- Data shown -

_ _ _

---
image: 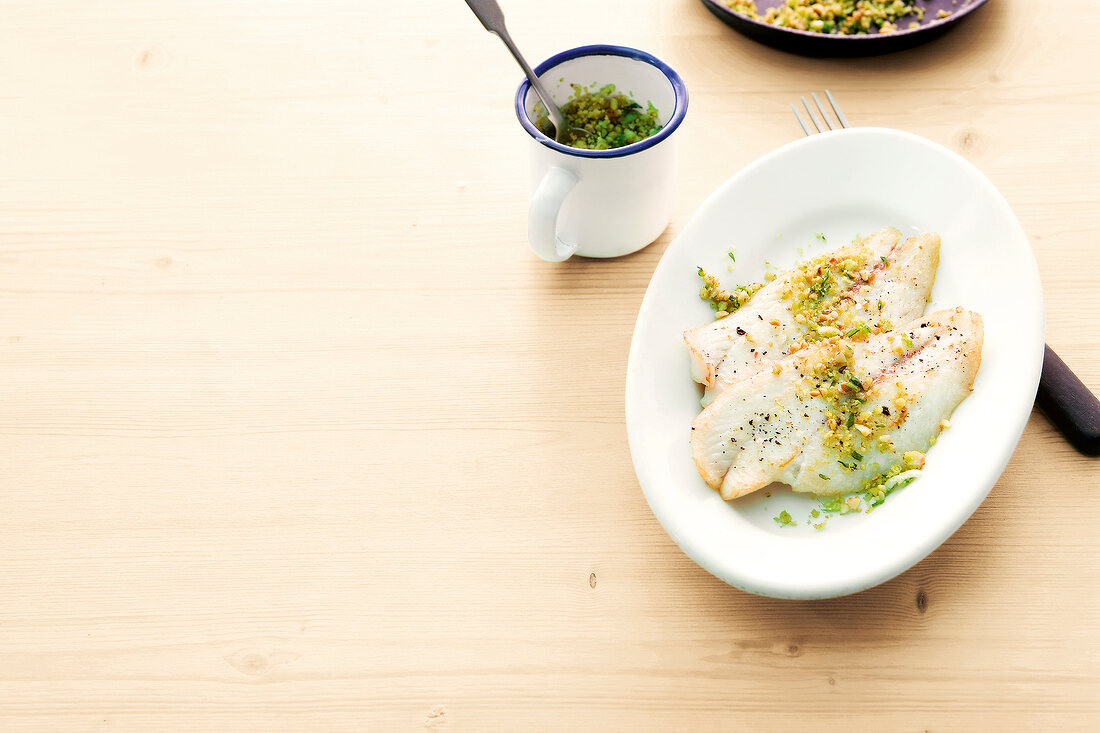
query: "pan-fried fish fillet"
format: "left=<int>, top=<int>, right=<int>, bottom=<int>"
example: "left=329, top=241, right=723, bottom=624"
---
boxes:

_ _ _

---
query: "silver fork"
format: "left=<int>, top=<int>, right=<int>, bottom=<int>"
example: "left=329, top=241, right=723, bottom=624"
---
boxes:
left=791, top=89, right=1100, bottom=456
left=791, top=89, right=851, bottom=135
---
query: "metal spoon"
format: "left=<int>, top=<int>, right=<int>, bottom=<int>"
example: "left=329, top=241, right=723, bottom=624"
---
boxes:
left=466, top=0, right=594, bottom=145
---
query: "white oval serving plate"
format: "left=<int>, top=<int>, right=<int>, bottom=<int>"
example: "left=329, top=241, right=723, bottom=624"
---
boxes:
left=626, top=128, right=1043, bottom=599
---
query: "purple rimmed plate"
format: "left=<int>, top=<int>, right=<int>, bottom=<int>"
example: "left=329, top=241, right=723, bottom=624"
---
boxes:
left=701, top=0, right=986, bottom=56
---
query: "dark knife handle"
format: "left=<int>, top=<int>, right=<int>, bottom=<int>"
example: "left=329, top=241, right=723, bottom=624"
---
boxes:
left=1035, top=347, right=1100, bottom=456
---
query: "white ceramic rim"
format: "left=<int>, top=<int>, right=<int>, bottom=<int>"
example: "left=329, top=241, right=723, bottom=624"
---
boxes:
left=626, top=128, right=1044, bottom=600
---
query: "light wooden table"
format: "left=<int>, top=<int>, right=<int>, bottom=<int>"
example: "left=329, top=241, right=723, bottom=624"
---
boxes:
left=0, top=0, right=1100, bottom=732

_ _ _

- Directions -
Pull out every line in the records above that contains the string "plate". Case counts.

- Right answer -
query: "white oval serving plate"
query: "purple rimmed plate"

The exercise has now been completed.